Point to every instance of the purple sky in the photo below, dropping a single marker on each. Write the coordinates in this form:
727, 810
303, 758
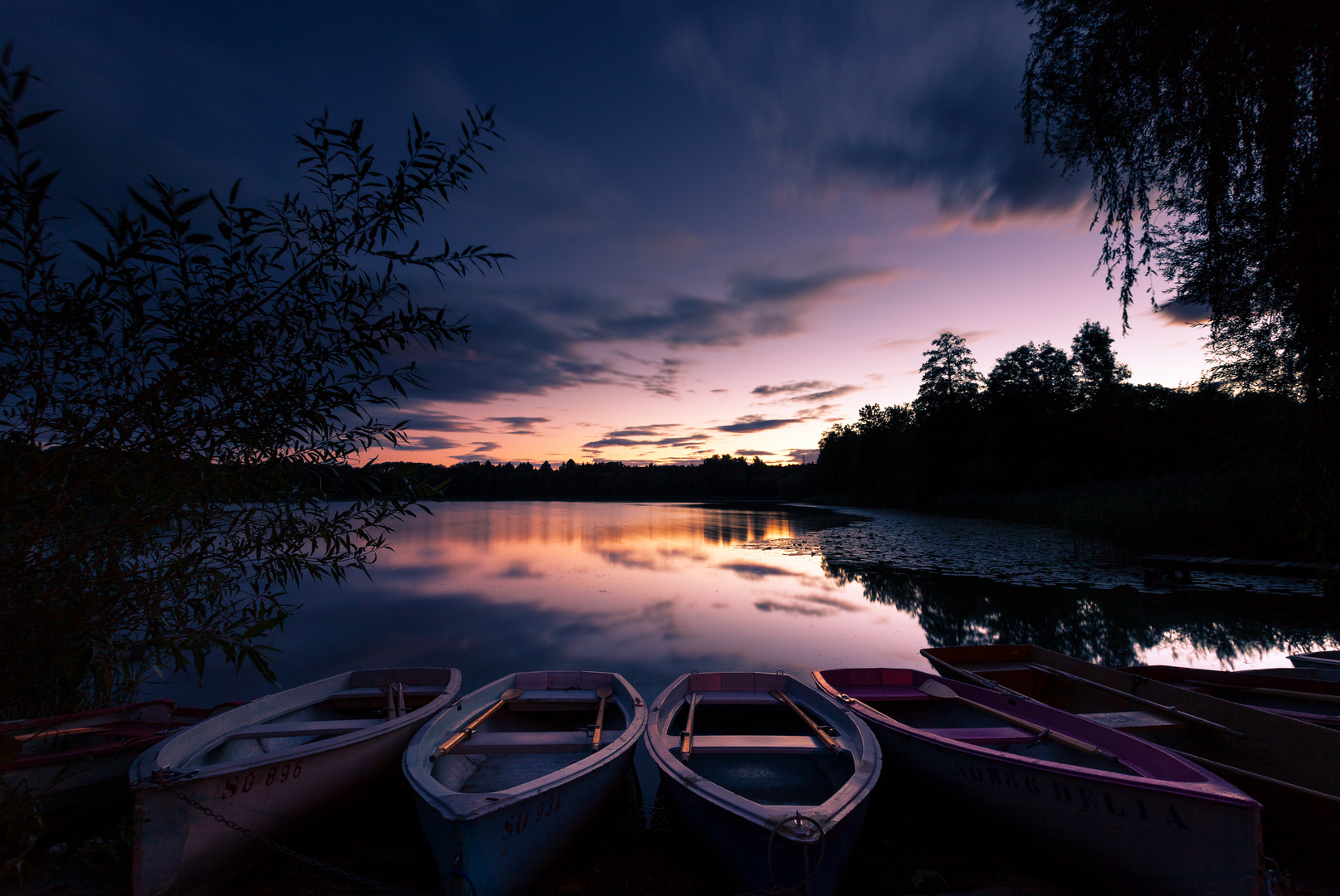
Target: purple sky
733, 224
· · · ·
→ Short problem: Can you copy the records above word for word, leaving out the pictures?

→ Result below:
Point to every instance of the purple sky in the photo below, dropping a single marker on each. Write the coordinates in this form:
727, 810
303, 758
Target: purple sky
733, 224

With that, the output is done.